● **Brief A**
In the interview with Wendell and Muriel Smith, what was the name of the auto supply business that Muriel's father opened?
● **Brief B**
Revise a passage of the records. Start at the line that has "sky, it would be much appreciated." and stop after the line that has "POLYGON ((296 1, 0", replacing "even-odd" with "nonzero" and leaving all else unchanged; return only those lines.

● **Document section**

»»

Saturday, January 28, 2012

Interview with Wendell and Muriel Smith - Part 2

Muriel Smith, 1948
Part 2 of my interview with my parents, Wendell and Muriel Smith. The saga continues...

Dell: That brings us to Muriel...

Wendell: Right.

Dell: (to Muriel) You also grew up in New Jersey.

Muriel: Yes.

Dell: Morristown.

Muriel:  Yes.

Dell: During the Depression. Would you say the Depression affected the way you grew up? How things were?

Muriel:  Well, it may have affected us but I don’t think so. My particular family. My father had just opened his first auto supply store (Dean Phipps Auto Stores). About 1923 or something. By the time the Depression began at the end of the 1920s, he was doing very, very well. And that was the kind of business that flourished during the depression.

Dell: Sort of a do-it-yourself. Instead of buying a new car you would buy the parts to fix the car you had.


Muriel: Yes. Apparently he was very good at what he did, and so my particular family…my father wasn’t out of work or struggling at all. I remember though him coming and taking us into New York. The day. Anne (Muriel’s sister) and I. I was just a little kid. I was probably around seven, eight years old. And he took us down to the Bowery and showed us the lines of people, the men going in to get soup. Soup lines. To show us what the Depression was like.

Dell: Well there must have been kids at your school who were affected.

Muriel: There were. And my sister took me down the street and around the corner down into the woods. And there was a camp of hobos right along the railroad tracks. These were men who had lost their jobs. And they were living in these outdoor camps. Traveling on the train. They hop the trains. Go where they hope to get a job. (My sister) took me down and showed it to me. It was unbelievable, these men standing around, sitting around. Waiting—

Dell: That’s when you understood a little bit better—

Muriel: I didn’t understand too much. I was pretty young. I was about six in 1933, and that was about the middle of the Depression. It ended with the second world war. And then the country started mobilizing for war and everything speeded up, and everybody got jobs.

««

● **Supplied information**
»»

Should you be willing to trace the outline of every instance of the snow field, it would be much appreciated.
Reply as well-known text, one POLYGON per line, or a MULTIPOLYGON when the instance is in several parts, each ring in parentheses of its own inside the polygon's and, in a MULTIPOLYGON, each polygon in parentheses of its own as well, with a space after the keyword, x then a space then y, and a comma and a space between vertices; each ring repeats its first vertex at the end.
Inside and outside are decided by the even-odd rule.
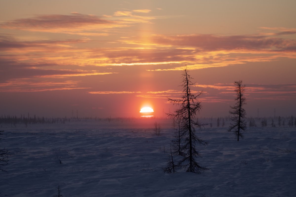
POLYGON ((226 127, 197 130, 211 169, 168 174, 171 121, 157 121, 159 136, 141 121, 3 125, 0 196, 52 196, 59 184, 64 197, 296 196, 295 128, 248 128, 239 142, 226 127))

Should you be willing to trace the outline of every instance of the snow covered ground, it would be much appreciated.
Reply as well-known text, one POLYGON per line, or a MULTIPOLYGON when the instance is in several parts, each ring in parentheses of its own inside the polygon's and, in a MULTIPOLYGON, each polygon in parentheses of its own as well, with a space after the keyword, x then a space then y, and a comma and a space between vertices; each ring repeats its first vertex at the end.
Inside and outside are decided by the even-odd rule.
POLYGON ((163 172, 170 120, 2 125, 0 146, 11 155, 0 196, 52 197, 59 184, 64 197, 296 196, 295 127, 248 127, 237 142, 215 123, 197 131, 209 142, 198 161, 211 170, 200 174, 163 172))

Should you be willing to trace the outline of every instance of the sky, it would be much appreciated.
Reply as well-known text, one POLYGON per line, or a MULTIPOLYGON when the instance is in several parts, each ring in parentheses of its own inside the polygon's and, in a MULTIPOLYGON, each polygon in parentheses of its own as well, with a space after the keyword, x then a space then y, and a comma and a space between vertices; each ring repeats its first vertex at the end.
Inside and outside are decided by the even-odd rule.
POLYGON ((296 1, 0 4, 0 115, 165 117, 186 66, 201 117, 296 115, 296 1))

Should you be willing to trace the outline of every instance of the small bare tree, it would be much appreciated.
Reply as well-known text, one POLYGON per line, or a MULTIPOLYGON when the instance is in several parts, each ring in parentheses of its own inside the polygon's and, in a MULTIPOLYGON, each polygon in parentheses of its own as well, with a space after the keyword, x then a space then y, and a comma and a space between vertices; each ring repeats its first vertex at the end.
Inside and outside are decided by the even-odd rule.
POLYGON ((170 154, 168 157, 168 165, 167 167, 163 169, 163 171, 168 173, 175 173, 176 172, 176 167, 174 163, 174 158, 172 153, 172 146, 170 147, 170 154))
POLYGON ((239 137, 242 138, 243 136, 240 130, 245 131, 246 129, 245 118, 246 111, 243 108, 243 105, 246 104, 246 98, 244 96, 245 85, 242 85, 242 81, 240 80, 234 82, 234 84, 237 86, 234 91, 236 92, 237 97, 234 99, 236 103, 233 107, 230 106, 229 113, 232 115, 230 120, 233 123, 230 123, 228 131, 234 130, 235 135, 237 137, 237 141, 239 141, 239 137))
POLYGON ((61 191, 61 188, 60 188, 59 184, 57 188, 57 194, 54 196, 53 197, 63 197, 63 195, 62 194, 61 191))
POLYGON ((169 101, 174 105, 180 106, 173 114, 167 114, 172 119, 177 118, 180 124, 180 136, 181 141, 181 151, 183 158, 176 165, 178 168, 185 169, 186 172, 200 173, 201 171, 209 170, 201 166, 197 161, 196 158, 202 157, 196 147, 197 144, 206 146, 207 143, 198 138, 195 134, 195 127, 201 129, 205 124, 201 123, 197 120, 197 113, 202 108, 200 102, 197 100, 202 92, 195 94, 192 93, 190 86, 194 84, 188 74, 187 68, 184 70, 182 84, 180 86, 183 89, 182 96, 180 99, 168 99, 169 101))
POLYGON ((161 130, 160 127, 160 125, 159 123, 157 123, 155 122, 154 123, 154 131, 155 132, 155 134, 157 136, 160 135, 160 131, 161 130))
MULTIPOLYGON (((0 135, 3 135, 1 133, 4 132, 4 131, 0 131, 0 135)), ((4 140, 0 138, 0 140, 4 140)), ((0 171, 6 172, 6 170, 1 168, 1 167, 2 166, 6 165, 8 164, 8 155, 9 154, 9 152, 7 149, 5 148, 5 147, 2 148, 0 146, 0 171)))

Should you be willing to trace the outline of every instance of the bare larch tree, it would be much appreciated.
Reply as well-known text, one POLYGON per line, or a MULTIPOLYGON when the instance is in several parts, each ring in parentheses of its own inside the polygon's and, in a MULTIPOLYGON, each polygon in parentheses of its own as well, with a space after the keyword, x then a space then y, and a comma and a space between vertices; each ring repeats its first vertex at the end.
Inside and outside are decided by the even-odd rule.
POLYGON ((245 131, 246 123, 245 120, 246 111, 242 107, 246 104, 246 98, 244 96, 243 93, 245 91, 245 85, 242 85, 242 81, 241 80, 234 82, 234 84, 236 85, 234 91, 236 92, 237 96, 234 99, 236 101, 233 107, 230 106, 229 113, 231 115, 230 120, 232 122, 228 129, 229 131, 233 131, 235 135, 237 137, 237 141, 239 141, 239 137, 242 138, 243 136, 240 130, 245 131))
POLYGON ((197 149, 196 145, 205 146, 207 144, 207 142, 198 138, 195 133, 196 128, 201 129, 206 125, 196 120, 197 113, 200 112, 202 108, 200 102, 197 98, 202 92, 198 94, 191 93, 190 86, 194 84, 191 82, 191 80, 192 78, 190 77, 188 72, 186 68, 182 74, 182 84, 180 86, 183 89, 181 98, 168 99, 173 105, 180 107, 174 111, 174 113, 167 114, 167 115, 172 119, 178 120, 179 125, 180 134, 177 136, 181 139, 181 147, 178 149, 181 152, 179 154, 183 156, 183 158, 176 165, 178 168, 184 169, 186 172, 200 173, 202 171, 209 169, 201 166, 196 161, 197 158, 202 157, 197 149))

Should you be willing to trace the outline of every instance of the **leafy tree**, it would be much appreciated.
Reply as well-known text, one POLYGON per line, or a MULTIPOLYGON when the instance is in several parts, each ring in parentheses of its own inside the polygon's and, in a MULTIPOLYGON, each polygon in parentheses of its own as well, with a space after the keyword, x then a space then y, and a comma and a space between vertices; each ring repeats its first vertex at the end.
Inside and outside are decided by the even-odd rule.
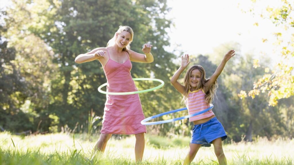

««

● **Written solution A**
Dean Phipps Auto Stores

● **Written solution B**
Should you be willing to trace the outline of every instance of the sky, it would be much appreciated.
Reply as well-known text, one POLYGON per line, or a MULTIPOLYGON when the instance is in several parts, each ring in parentheses of its own inside the polygon's and, in a MULTIPOLYGON, each polygon in parentheses of its own as well, with a space after the keyword, x then a space then y, and a comma and a space between vertices; each ring repeats its first vertex at the end.
Inside and outside are decided by the nonzero rule.
POLYGON ((296 1, 0 4, 0 115, 165 117, 186 66, 201 117, 296 115, 296 1))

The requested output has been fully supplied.